#### Fragmento de texto:
━━━
Philippe Aries observó que cuando la muerte empieza a ser temida de verdad, se deja de hablar de ella. La mayor longevidad ha acrecentado esto: puesto que la cuestión parece menos inmediatamente apremiante, suscitarla se ha convertido en una mala educación morbosa. La vehemencia con que postergamos pensar en la muerte me recuerda a un anuncio muy duradero de Pearl Insurance que a mi hermano y a mí nos gustaba repetirnos. Las pensiones, como la dentadura postiza y los podólogos, eran algo tan lejano que resultaba en gran medida cómico. Confirmaban esto en cierto modo los ingenuos dibujos lineales de un hombre con una cara cada vez más preocupada. A los veinticinco años, la cara es alegremente satisfecha: «Me dicen que el empleo no genera derecho a pensión.» A los treinta y cinco, una pequeña duda ha empezado a insinuarse: «Por desgracia, mi trabajo no da derecho a pensión.» Y así sucesivamente —con la palabra «pensión» insertada cada vez entre un rectángulo gris admonitorio— hasta los sesenta y cinco: «Sin pensión, la verdad es que no sé qué voy a hacer.» Sí, diría Montaigne, ciertamente deberías haber empezado un poco antes a pensar en la muerte.
━━━
#### Extracto de datos:
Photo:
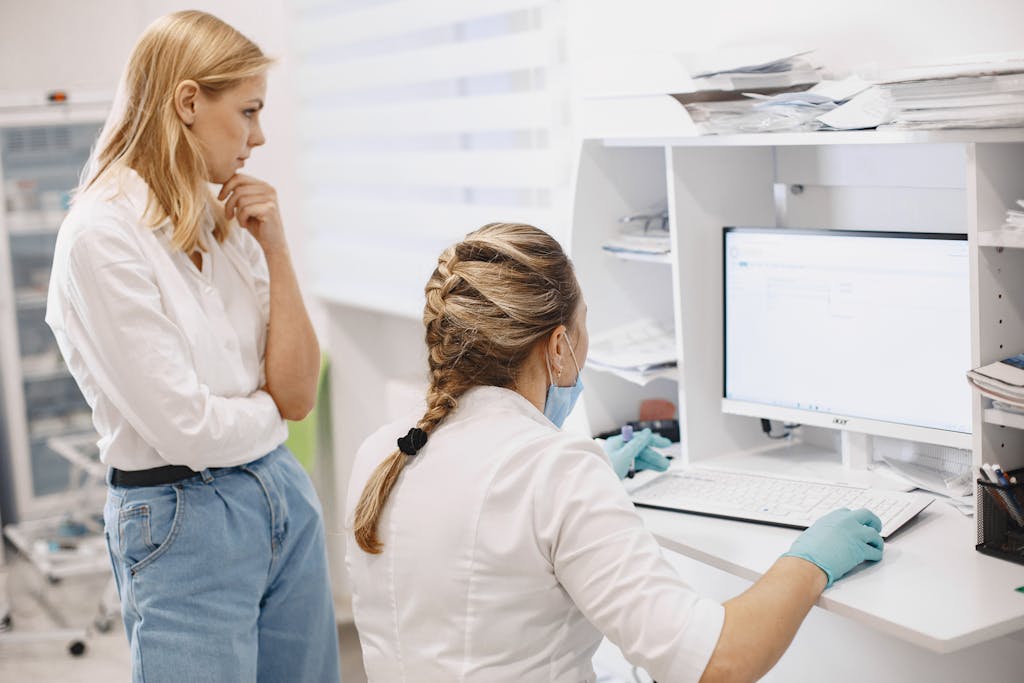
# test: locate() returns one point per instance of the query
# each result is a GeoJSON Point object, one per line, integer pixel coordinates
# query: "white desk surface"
━━━
#### Lista de actividades:
- 1) Según el fragmento sobre la muerte, ¿qué observó Philippe Aries?
- 2) ¿Cómo se traduce al inglés esta oración del fragmento sobre la muerte: «Las pensiones, como la dentadura postiza y los podólogos, eran algo tan lejano que resultaba en gran medida cómico.»?
- 3) Prosigue el fragmento sobre la muerte a partir de su última oración.

#### Soluciones:
- 1) Que cuando la muerte empieza a ser temida de verdad, se deja de hablar de ella.

- 2) Pensions, like false teeth and podiatrists, were something so remote that they were largely comical.

- 3)
En su época, tenías esta cuestión siempre delante: a no ser que adoptaras el remedio de la gente ordinaria que, según Montaigne, fingía que no existía. Pero los filósofos, y los intelectualmente curiosos, consultaban la historia y a los antiguos para encontrar la mejor forma de morir. Hoy día nuestras ambiciones se han vuelto más raquíticas. «El valor», escribió Larkin en «
Aubade
», su gran poema fúnebre, «significa no asustar a los demás.» No, por entonces no era eso. Significaba mucho más: mostrar a los demás el modo de morir honorable, sabia y lealmente.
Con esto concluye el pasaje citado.